Data records ▸
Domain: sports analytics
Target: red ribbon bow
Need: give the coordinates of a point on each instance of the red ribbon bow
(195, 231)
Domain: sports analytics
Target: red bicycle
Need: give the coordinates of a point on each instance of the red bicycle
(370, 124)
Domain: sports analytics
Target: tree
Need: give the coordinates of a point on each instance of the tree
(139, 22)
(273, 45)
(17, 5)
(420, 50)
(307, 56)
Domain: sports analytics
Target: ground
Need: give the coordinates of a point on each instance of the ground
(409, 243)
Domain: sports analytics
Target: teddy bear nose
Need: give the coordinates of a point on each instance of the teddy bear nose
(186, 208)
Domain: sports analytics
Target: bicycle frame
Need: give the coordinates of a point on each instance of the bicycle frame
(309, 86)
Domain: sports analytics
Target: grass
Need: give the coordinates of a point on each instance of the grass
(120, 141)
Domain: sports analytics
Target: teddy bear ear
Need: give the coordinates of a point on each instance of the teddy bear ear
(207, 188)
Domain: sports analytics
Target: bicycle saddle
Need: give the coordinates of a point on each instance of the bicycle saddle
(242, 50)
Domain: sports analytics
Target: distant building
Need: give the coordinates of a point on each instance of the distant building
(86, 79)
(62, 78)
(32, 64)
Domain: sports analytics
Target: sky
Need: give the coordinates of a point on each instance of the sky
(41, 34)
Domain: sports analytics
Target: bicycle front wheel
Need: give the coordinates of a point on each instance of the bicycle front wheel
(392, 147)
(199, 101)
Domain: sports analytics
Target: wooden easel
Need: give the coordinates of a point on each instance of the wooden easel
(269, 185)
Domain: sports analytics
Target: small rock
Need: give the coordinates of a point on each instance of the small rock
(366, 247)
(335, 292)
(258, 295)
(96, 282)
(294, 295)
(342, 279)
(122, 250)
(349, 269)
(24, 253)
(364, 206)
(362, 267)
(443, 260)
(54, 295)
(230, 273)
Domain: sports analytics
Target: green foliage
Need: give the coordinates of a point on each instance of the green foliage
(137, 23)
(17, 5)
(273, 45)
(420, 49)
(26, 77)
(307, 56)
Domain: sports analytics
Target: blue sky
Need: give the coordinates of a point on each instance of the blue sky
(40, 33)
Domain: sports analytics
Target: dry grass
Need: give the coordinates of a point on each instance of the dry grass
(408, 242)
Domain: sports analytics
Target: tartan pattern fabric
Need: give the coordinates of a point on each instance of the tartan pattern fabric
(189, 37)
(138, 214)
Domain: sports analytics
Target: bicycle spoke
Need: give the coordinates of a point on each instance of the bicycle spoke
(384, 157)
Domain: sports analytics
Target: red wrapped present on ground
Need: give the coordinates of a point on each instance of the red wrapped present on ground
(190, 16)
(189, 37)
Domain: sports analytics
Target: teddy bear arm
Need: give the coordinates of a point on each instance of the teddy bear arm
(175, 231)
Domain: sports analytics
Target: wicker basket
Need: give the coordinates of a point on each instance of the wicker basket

Instructions to follow ▸ With the material above as the source, restate each line word for word.

Result of this exercise ▸
Domain: sports analytics
Target: red ribbon bow
Need: give the coordinates of a point on each instance of the red ribbon bow
(195, 231)
Domain: sports analytics
Target: red bicycle
Need: give the coordinates of a point on each instance of the red bicycle
(370, 124)
Domain: sports analytics
Target: tree
Need: give the coordinates of a point on each instance of the tree
(139, 22)
(273, 45)
(17, 5)
(420, 50)
(307, 56)
Domain: sports analytics
Target: ground
Need: give the coordinates of a point on each instance of the ground
(409, 243)
Domain: sports analytics
Target: teddy bear nose
Need: give the coordinates of a point on each instance of the teddy bear nose
(186, 208)
Domain: sports analytics
Target: bicycle frame
Need: give the coordinates of a point on each instance of the bicycle frame
(309, 86)
Domain: sports analytics
Target: grass
Need: give the coordinates of a point on each instance of the grass
(120, 141)
Domain: sports analytics
Target: teddy bear ear
Need: give the coordinates of a point on each instance of the teddy bear ear
(207, 188)
Domain: sports analytics
Target: bicycle saddle
Need: give the coordinates of a point on each instance of the bicycle saddle
(242, 50)
Domain: sports analytics
Target: distant building
Need: give the coordinates of a point on each instance of the distant building
(86, 79)
(62, 78)
(32, 64)
Domain: sports analytics
Target: sky
Need: give the coordinates of a point on each instance of the sky
(41, 34)
Domain: sports analytics
Target: bicycle front wheel
Need: give the coordinates of a point on each instance of the bicycle front wheel
(392, 147)
(199, 101)
Domain: sports analytics
Target: wooden easel
Need: give the coordinates of a point on each instance of the wooden easel
(269, 185)
Domain: sports analytics
Target: small rock
Need: give the coordinates of a point on each instance of the small rock
(366, 247)
(335, 292)
(258, 295)
(96, 282)
(294, 295)
(342, 279)
(122, 250)
(349, 269)
(24, 253)
(364, 206)
(362, 267)
(443, 260)
(54, 295)
(230, 273)
Domain: sports analytics
Target: green foliage
Need: give the coordinates of a point on each instance of the green foliage
(137, 23)
(17, 5)
(273, 45)
(420, 49)
(26, 77)
(307, 56)
Domain: sports analytics
Target: blue sky
Need: give the coordinates of a point on each instance of the blue sky
(40, 33)
Domain: sports analytics
Target: dry grass
Need: give the coordinates of a point on each instance of the dry grass
(408, 242)
Domain: sports analytics
Target: tartan pattern fabric
Need: give the coordinates of a point on each instance of the tartan pattern fabric
(189, 37)
(138, 214)
Domain: sports analytics
Target: bicycle spoke
Need: give the coordinates of a point on each instance of the bicycle spoke
(384, 157)
Domain: sports analytics
Target: red wrapped present on ground
Need: give the coordinates of a point on each instance of the red wrapped present on ground
(190, 16)
(189, 37)
Domain: sports analytics
Target: teddy bear arm
Need: give the coordinates of a point on each instance of the teddy bear arm
(175, 231)
Domain: sports analytics
Target: wicker basket
Need: give the coordinates of a point on each instance of the wicker basket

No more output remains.